* **Source text**:

Blind people will have equal access to the Law School Admissions Council Inc.’s website under a settlement reached Tuesday with the National Federation of the Blind.

The council, a nonprofit that administers the Law School Admission Test and processes law school applicants’ academic credentials, will provide full access for the blind to its website by Sept. 1. The site will allow use of screen access technology, which converts words on the computer screen into synthesized speech or Braille.

The settlement extends to the whole of the council’s website, including the process of applying to law schools through lsac.org.

Baltimore attorney Daniel Goldstein, who represented the National Federation of the Blind in the matter, said the settlement will mean a “great deal” to his client.

“The only way now to get into law school is through online applications, and for the overwhelming majority of law schools, the only online application is through the LSAC website,” he said. “Having this website be fully accessible means blind people who want to go to law school don’t have to ask or pay someone to help them simply because the website had gratuitous barriers.”

The federation will perform accessibility tests of the site for a year, as part of the settlement.

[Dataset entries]
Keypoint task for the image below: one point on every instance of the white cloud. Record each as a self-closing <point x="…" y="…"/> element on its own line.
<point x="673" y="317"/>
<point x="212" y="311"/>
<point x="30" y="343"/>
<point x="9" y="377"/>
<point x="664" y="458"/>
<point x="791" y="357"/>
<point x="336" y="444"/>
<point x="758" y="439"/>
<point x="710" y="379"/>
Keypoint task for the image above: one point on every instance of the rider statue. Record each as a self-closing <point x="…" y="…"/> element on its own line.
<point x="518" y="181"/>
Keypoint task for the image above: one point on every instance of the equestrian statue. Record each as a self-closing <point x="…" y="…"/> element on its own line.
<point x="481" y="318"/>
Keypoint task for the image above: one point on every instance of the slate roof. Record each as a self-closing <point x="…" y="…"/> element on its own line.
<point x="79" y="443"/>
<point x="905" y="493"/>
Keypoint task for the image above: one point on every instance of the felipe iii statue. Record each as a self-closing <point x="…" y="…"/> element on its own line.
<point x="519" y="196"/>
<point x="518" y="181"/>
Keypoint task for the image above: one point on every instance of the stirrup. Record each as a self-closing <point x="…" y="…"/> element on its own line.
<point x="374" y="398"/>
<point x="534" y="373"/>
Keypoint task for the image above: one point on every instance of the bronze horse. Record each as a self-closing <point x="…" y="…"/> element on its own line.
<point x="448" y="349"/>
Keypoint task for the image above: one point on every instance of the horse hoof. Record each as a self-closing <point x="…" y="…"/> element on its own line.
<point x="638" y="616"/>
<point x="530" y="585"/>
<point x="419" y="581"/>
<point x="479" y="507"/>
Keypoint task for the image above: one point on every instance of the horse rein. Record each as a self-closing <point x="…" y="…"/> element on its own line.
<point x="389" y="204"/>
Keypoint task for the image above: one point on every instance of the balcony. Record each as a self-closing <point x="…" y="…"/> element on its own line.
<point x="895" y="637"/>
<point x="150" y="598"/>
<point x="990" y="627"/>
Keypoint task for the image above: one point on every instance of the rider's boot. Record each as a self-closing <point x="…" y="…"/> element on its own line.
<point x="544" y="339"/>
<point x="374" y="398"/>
...
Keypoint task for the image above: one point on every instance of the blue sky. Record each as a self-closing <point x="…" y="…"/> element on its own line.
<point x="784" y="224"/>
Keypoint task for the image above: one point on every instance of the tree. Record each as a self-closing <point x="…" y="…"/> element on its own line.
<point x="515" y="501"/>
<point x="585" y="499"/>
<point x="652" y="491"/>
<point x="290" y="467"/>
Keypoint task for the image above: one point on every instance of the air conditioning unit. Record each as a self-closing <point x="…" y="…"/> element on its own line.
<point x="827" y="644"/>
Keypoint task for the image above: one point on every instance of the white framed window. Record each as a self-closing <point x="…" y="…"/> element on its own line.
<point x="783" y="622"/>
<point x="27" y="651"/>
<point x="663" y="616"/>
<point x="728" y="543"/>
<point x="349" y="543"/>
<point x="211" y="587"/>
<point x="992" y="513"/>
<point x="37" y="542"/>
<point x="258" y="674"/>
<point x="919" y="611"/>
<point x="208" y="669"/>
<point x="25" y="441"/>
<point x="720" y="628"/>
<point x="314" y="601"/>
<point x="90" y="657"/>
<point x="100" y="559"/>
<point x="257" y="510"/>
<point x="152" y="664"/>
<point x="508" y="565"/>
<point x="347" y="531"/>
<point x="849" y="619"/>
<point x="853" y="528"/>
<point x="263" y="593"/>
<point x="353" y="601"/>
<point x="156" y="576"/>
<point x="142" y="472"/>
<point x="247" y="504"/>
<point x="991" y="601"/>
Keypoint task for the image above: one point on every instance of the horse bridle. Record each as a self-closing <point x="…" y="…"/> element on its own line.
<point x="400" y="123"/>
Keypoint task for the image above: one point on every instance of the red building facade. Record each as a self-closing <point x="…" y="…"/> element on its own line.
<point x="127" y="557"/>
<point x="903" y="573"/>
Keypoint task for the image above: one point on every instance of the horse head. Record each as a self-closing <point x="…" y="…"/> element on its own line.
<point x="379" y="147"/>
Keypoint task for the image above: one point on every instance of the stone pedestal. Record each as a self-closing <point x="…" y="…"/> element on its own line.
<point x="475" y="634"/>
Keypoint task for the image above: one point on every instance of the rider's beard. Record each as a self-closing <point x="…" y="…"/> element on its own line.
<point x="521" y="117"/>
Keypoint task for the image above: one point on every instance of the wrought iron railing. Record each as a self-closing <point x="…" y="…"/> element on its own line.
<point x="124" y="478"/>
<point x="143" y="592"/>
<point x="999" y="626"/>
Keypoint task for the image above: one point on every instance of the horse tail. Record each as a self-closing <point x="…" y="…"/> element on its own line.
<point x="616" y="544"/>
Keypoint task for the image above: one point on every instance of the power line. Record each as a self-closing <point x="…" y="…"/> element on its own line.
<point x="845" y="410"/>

* **Stated task 1**:
From the settlement article, copy the passage from "Baltimore attorney Daniel" up to and including "of the settlement.".
* **Stated task 2**:
Condense the paragraph of the settlement article that begins "The council, a nonprofit" into a shorter version that keeps its main facts.

* **Written solution 1**:
Baltimore attorney Daniel Goldstein, who represented the National Federation of the Blind in the matter, said the settlement will mean a “great deal” to his client.

“The only way now to get into law school is through online applications, and for the overwhelming majority of law schools, the only online application is through the LSAC website,” he said. “Having this website be fully accessible means blind people who want to go to law school don’t have to ask or pay someone to help them simply because the website had gratuitous barriers.”

The federation will perform accessibility tests of the site for a year, as part of the settlement.

* **Written solution 2**:
By Sept. 1, the council, a nonprofit that administers the Law School Admission Test and processes applicants' academic credentials, will make its website fully accessible to the blind. The site will support screen access technology, which turns on-screen words into synthesized speech or Braille.